### [Direction]
Exactly reproduce the lines from the line that has "ford bronco suv." down to the last line of the entries, inclusive.

• • • •

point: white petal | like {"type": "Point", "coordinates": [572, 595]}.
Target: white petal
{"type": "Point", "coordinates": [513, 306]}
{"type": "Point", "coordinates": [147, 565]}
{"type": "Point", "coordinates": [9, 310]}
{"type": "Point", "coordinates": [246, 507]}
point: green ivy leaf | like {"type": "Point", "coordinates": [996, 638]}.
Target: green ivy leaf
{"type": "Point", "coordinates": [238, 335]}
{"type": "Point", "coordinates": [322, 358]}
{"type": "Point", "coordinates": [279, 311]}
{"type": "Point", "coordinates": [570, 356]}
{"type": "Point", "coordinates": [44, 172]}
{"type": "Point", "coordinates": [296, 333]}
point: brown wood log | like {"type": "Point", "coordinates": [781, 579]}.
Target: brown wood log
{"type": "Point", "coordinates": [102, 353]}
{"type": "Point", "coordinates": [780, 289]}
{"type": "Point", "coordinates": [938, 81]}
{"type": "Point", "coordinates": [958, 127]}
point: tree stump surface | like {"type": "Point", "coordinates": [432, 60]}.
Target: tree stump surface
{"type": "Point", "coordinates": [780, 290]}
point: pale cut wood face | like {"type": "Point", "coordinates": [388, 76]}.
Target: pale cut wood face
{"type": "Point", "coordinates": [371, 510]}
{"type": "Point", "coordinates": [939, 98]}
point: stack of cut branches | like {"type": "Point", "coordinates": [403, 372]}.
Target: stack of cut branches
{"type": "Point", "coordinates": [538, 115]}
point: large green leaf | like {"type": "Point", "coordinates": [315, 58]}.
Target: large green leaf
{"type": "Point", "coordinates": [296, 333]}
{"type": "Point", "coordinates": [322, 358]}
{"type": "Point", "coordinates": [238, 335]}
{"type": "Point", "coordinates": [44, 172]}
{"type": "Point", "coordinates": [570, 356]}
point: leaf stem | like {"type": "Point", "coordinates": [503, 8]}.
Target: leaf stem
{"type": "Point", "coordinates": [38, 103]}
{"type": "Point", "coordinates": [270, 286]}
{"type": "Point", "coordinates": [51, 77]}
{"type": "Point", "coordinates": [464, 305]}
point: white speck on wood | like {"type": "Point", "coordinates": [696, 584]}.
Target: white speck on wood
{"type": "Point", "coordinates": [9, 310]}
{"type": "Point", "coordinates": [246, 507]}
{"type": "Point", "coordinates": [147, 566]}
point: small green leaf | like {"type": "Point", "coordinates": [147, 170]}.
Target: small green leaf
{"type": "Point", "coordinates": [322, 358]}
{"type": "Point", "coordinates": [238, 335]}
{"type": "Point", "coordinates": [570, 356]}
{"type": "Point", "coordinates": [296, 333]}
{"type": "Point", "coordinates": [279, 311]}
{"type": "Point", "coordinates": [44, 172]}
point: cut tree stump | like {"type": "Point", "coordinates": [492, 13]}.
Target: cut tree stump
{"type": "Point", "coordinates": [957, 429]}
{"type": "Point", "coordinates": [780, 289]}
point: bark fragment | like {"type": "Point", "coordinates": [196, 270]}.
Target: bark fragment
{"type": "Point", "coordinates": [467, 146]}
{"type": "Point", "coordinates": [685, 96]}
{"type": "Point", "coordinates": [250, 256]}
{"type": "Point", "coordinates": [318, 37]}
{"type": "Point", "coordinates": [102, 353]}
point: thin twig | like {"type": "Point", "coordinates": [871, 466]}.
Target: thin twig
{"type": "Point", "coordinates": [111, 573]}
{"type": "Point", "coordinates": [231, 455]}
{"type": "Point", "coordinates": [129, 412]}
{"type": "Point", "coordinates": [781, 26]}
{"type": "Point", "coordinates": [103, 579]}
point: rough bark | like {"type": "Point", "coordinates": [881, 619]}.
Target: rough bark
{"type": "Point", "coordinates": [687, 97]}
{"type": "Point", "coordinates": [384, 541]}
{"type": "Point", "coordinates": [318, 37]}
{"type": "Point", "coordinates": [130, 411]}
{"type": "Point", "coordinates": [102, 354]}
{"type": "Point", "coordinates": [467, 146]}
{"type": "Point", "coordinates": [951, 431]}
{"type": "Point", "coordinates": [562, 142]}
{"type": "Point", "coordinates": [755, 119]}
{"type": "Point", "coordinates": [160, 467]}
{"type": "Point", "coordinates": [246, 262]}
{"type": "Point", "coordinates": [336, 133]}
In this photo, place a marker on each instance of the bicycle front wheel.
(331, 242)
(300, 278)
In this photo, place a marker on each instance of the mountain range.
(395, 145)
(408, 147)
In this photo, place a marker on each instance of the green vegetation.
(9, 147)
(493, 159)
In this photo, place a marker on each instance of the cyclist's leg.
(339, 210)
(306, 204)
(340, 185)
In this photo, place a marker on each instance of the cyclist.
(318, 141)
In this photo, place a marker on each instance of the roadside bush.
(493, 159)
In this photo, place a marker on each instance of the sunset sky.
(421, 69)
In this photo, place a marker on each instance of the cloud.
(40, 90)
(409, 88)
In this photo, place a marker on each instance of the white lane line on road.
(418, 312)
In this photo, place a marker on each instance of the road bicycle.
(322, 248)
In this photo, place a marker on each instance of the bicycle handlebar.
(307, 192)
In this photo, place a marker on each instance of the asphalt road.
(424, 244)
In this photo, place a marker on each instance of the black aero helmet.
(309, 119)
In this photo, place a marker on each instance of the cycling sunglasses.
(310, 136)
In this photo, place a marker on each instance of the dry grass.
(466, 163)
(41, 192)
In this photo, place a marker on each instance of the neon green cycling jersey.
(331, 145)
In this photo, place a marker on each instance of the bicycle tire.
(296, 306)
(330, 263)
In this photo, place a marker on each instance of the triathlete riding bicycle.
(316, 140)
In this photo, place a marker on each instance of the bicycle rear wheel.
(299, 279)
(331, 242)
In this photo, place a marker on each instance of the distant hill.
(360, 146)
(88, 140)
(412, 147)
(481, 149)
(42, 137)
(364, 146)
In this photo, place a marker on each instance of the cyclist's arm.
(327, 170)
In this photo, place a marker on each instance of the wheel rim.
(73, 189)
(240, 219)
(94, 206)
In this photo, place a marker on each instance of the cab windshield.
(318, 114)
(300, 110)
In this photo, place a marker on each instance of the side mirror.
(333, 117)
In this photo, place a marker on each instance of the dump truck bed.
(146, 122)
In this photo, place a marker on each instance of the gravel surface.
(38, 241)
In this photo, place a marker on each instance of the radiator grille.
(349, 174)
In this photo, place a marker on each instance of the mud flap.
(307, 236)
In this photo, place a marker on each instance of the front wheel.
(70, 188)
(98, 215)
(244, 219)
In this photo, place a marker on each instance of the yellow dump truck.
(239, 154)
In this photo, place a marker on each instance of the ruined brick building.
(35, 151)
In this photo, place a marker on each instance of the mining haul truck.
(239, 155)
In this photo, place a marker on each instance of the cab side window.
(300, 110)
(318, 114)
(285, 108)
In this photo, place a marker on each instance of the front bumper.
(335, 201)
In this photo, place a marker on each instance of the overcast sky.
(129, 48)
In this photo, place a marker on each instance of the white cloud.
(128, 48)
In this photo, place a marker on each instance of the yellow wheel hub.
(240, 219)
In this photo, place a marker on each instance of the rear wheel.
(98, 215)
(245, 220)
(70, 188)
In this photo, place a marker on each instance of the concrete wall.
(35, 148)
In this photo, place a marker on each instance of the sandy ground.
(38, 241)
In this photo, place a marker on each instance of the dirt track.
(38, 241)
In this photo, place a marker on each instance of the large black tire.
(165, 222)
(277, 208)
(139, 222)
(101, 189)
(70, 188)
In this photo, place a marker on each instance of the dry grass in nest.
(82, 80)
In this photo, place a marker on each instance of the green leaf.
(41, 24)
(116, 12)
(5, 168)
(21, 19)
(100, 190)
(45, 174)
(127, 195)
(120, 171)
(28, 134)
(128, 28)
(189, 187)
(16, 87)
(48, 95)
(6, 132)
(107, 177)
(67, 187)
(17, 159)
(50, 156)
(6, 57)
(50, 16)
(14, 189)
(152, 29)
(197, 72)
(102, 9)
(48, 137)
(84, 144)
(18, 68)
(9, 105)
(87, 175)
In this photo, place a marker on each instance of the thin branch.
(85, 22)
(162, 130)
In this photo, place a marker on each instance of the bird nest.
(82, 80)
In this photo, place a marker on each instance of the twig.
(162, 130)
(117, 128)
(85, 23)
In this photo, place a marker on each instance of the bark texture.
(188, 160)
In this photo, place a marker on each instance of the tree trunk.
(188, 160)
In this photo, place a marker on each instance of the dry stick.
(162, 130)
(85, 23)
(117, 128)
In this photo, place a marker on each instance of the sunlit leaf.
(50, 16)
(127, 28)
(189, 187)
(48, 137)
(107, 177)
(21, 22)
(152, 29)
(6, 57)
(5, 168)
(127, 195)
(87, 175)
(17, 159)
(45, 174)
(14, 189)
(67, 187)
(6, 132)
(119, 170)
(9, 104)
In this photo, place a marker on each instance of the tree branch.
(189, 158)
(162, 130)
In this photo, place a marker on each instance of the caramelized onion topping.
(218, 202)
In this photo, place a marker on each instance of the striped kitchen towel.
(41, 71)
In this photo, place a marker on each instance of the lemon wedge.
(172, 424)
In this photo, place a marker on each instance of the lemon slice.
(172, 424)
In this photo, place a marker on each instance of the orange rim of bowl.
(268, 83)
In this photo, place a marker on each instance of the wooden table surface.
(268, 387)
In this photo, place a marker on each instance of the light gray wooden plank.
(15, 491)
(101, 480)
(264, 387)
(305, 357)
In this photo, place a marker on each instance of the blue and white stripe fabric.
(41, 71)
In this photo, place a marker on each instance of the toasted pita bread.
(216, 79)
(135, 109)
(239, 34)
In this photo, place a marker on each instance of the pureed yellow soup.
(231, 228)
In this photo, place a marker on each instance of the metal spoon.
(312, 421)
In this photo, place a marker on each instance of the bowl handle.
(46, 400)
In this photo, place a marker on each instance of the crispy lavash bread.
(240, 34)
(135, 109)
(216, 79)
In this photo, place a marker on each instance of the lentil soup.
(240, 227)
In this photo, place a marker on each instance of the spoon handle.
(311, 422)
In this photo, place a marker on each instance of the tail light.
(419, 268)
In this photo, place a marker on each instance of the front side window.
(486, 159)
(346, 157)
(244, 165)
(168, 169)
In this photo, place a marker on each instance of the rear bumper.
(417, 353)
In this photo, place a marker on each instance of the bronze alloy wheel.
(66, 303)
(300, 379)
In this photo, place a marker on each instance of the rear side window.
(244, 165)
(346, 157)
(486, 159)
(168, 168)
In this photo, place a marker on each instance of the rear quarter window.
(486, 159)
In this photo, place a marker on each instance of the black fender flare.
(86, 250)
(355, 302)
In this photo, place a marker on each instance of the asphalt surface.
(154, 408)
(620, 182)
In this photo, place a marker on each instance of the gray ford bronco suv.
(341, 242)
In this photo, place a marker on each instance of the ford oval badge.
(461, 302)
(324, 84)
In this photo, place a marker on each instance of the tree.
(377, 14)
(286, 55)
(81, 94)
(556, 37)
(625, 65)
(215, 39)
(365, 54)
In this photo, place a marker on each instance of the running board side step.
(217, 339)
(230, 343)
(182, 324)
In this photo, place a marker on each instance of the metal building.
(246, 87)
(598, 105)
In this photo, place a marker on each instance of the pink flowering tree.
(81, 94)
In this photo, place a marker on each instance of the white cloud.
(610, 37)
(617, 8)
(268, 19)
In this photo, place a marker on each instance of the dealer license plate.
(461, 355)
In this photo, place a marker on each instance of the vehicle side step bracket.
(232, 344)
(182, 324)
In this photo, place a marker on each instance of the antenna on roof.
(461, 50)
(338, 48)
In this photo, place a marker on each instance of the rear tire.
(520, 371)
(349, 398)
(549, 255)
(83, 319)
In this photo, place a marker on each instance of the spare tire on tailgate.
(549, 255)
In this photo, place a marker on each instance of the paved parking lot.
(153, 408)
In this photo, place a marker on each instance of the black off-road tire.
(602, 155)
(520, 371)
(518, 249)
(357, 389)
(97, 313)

• • • •

### [Solution to this exercise]
In this photo, place a marker on each instance of the gray ford bronco suv.
(341, 242)
In this photo, place a marker on each instance of the ford oval badge.
(461, 302)
(324, 84)
In this photo, place a marker on each instance of the tree.
(377, 14)
(286, 55)
(81, 94)
(556, 37)
(625, 65)
(215, 39)
(365, 54)
In this photo, place a marker on each instance of the running board side step.
(217, 339)
(230, 343)
(182, 324)
In this photo, place a marker on each instance of the metal building.
(246, 87)
(598, 105)
In this photo, place a marker on each instance of the pink flowering tree.
(81, 94)
In this photo, place a marker on each instance of the white cloud.
(610, 37)
(617, 8)
(268, 19)
In this photo, place a marker on each instance of the dealer license plate.
(461, 355)
In this photo, place a marker on each instance of the vehicle side step bracket.
(232, 344)
(182, 324)
In this photo, place a marker on each instance of the antenna on roof.
(461, 50)
(338, 48)
In this photo, place a marker on each instance of the rear tire.
(520, 371)
(349, 398)
(549, 255)
(83, 319)
In this photo, place a marker on each instance of the spare tire on tailgate.
(549, 255)
In this photo, place a marker on each instance of the paved parking lot.
(153, 408)
In this photo, place a marker on each instance of the black off-road tire.
(602, 155)
(520, 371)
(518, 249)
(357, 389)
(97, 313)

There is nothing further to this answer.